— Records for processing —
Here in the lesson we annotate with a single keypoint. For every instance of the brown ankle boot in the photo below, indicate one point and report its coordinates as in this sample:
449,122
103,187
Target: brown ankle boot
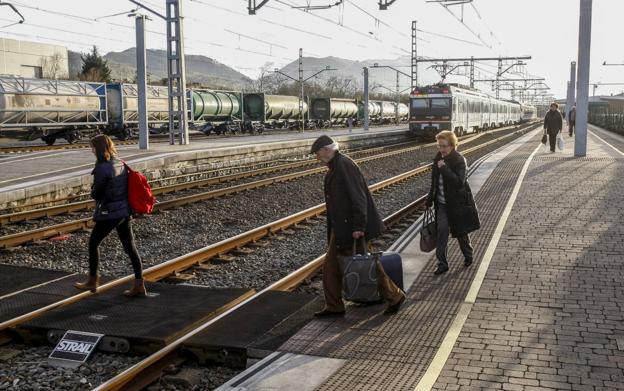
91,284
138,289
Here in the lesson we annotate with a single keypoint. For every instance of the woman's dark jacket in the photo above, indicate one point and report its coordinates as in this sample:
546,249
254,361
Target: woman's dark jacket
462,211
350,206
110,191
553,122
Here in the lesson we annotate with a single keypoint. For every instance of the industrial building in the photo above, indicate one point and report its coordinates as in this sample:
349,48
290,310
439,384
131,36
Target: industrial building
33,59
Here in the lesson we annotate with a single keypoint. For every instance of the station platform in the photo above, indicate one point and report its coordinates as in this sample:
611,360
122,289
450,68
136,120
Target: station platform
540,308
40,177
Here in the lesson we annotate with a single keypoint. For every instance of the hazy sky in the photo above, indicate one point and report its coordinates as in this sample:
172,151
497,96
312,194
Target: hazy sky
547,30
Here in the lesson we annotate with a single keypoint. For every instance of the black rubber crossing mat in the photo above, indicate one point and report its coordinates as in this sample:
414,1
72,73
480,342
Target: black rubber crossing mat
41,296
17,278
156,320
229,339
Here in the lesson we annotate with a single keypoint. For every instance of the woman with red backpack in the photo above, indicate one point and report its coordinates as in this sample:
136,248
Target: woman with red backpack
112,211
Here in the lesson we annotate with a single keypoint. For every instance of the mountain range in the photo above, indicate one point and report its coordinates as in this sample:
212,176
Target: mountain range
211,73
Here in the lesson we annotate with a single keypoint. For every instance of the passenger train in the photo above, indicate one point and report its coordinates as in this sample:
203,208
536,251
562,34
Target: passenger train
461,109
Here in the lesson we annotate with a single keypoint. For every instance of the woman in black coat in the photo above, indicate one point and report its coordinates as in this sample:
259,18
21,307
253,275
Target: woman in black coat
455,208
110,192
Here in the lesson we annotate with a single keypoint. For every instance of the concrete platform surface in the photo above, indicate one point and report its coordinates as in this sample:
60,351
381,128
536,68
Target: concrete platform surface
540,308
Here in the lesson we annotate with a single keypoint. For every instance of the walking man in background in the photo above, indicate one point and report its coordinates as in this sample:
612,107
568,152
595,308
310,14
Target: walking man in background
553,123
571,121
351,215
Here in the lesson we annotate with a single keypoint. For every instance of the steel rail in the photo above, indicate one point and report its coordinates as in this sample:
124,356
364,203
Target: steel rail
185,261
81,205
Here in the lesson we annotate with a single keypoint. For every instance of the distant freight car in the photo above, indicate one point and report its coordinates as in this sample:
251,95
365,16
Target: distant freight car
50,108
216,111
262,111
123,108
326,112
383,112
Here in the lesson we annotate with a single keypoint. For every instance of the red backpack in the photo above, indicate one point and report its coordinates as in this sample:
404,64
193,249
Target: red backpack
140,195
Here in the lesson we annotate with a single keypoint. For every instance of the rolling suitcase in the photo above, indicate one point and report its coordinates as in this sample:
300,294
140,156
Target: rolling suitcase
393,266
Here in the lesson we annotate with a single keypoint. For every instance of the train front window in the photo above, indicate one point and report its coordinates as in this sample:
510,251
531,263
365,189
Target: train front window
437,103
431,107
420,103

— Aim —
Reproduce the full listing faithfully, but do not carry over any pictures.

— Answer to this problem —
Here in the lesson we annotate with a single keypoint. For every instance of the brown ankle boot in the photo below, indicate one point and report its coordinates as in this sample:
449,122
103,187
Target: brown ankle boot
91,284
138,289
Here in the lesson we annotate with a single keypoint. For every instance of the woman's dark jacket in the photo above, indicate one point and report its coordinates as in this sample:
546,249
254,361
Target: woman's dark jacket
462,211
350,206
110,191
553,122
Here in the lesson we annotate with a single keypoint. For every instance of the industrial building in the photo above, indicate one point and report its coordinates as in this sample:
349,48
290,310
439,384
131,36
Target: industrial building
33,59
Here in the lesson we annotate with a single keypoint. For every instance of the station platform in the photo above, indicate one point and report its coordinates as in this sample:
611,360
122,289
450,68
136,120
Target: station platform
540,308
40,177
Here in the lesson we annotate with a single keypoint. For every instance of the hazy sky in the photo above, indicate one point and report its coordinates as in this sample:
172,151
497,96
312,194
Target: hazy sky
547,30
Here in the lesson we annotate with a single keypoint. For every instance of the black rubber crossing mat in the photo above, indicate one point and report its coordinates as in this sample:
414,1
72,73
480,342
Target: black rubber crossing mat
41,296
17,278
156,320
229,339
Here in the lesson we annotate with a single keypoint. For every instance of the woman with red backpack in the photo above, indicate one point and report its coordinates as in this sample:
136,248
Target: woman with red backpack
112,211
Here in the lesson we annotate with a single keypoint. For every instance of the mountain range in the photo above, indicate one point and report its coordinates as in this sample:
212,176
Target: mountain range
211,73
Here in the lesson we annotate with a single keypoint. For every instance of the passenger train in the photo above, indicate one point and report its coordinates as in this sample:
203,208
536,251
562,34
Target: passenger train
461,109
Here in the lesson we annotate with a single keypoint. For every instance of the woman in black coat in the photo above, indicate one point and report its coordinates as in this sample:
259,18
21,307
253,275
Target: woman in black coat
455,208
110,192
Here in the lesson we annotate with a single keypoint. For every instance of the concrete platform surface in the photo above, indicate one point and report its coordinates as in this sample:
60,351
381,128
536,68
Target: concrete platform surface
540,308
Here in the lesson we annotate with a single keypoint. For every instance of the walking man in background in the photo above, indicate one point and report its coordinates as in this sample:
612,107
568,152
595,308
310,14
Target: walking man in background
553,123
571,121
351,215
Here in the lesson we annotate with a single keypoint. For every instance of the steel rail in the photo above, indicate one point and report its coordinates as in this sample:
124,356
364,203
Target: steel rail
185,261
81,205
Here in the lesson we annotate with a single keypoint. For every instance of the distant freight car in the photo above, indicate one point and report its coordinates as in this sample:
251,95
365,16
Target: distant freight car
50,108
216,111
262,111
123,108
326,112
383,112
Here in the lesson we annotate with a single keypoint. For every instance of the red backpack in the photo above, indicate one point and report its coordinates as in this sample:
404,64
193,249
Target: red backpack
140,195
Here in the lesson we annotate with a single keypoint. For every instance of the rolling suitcase in the photo above, indicate one point and report its coordinates as in this sample:
300,294
140,156
Target: rolling suitcase
393,266
Here in the lesson we annotate with a single keypoint. For every instance of the train front window in the photo above, indicate one point and report its coordinates as in this sample:
510,251
531,263
365,189
Target: train front window
437,103
431,107
420,103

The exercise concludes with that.